Descrizione del compito
Prosegui il testo sugli accessi ai pronto soccorso durante l'ondata di calore, partendo subito dopo la sua ultima frase.

Testo di lettura
“Stanno aumentando gli accessi nei punti di primo soccorso e registriamo al momento una impennata”, è il monito lanciato da Alessandro Riccardi, presidente della Società italiana di medicina di emergenza urgenza (Simeu), in un’intervista all’ANSA. Un campanello d’allarme che risuona forte mentre l’Italia affronta una delle ondate di calore più intense dell’estate, con termometri bollenti da Nord a Sud.
Nel mirino dell’emergenza, ancora una volta, ci sono i soggetti più vulnerabili: pazienti cronici, anziani affetti da più patologie, persone senza una rete di sostegno, come i senzatetto. È questa la popolazione più colpita dai disagi del caldo estremo, e le cui condizioni di salute rischiano di precipitare all’improvviso. I Pronto soccorso segnalano un incremento degli accessi fino al 20%, con punte nelle città più calde e nei luoghi a forte affluenza turistica.
Riccardi sottolinea che i maggiori problemi si verificano “nei pazienti cronici o tra gli anziani, perché in questi soggetti le ondate di calore possono aggravare patologie preesistenti e portare a manifestazioni acute”. A destare preoccupazione non sono tanto i classici colpi di calore, quanto piuttosto gli scompensi legati a malattie cardiovascolari, respiratorie o neurologiche.
Il quadro è particolarmente critico nelle grandi aree urbane. A Napoli, l’ospedale Cardarelli ha registrato nei giorni scorsi picchi di 250 accessi al giorno, ben oltre la media abituale di 210. Circa il 30% dei pazienti arrivati in codice rosso o arancione erano anziani con disturbi causati da disidratazione o da aggravamenti di condizioni cliniche già compromesse.

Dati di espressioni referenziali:
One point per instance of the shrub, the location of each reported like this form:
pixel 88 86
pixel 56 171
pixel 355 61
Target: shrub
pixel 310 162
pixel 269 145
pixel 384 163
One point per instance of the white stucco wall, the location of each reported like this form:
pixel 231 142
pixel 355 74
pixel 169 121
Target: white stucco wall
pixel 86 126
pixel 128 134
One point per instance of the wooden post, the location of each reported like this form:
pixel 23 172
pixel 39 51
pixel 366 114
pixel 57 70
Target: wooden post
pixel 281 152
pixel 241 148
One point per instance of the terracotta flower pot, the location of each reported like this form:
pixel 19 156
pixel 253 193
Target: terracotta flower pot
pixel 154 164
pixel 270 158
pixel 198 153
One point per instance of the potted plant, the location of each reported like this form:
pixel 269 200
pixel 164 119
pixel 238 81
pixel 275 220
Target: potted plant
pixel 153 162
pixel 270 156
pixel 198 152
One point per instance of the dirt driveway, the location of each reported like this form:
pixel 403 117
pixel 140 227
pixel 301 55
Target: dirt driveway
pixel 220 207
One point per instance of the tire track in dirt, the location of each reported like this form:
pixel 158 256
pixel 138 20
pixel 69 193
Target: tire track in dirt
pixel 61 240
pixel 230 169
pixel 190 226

Risultato del compito
Ma non è solo il caldo a mettere sotto stress il sistema sanitario. La carenza di personale rappresenta un ulteriore nodo da sciogliere. A Catanzaro, per esempio, il Pronto soccorso dell’Azienda ospedaliera universitaria Dulbecco sarà potenziato con 30 medici specializzandi, che andranno a supportare la gestione dei codici meno gravi.
C’è poi il fenomeno silenzioso ma sempre più diffuso dei cosiddetti “ricoveri sociali”. Come spiega Riccardi, si tratta di “anziani soli o di persone senza fissa dimora che, in difficoltà per le temperature roventi e senza una rete familiare o assistenziale cui fare riferimento, si rifugiano nei Pronto soccorso anche in assenza di una patologia acuta vera e propria”. In questi casi, l’ospedale diventa un rifugio temporaneo, e spesso si arriva al ricovero non per necessità cliniche, ma per mancanza di alternative.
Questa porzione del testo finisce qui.